* Your assignment
An exact copy of the entries is required, with every image omitted.

>>

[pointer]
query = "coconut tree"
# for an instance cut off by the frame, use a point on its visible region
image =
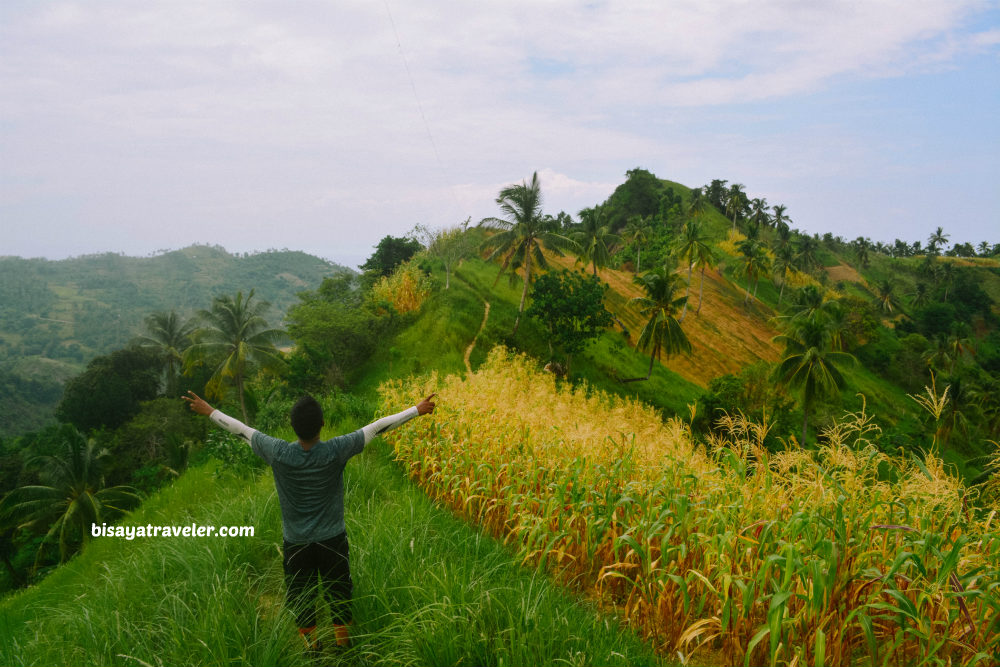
(783, 263)
(755, 263)
(807, 257)
(736, 201)
(810, 366)
(170, 336)
(662, 332)
(886, 294)
(521, 234)
(72, 495)
(779, 219)
(636, 232)
(758, 212)
(938, 240)
(235, 337)
(693, 247)
(594, 237)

<<

* Result of the exercise
[pointer]
query = "coconut tree"
# for an instance cut off by the frame, use a point on its visible region
image =
(783, 263)
(755, 263)
(807, 257)
(736, 201)
(810, 366)
(170, 336)
(662, 332)
(886, 294)
(521, 234)
(72, 495)
(779, 219)
(636, 232)
(758, 212)
(938, 240)
(235, 337)
(693, 247)
(594, 237)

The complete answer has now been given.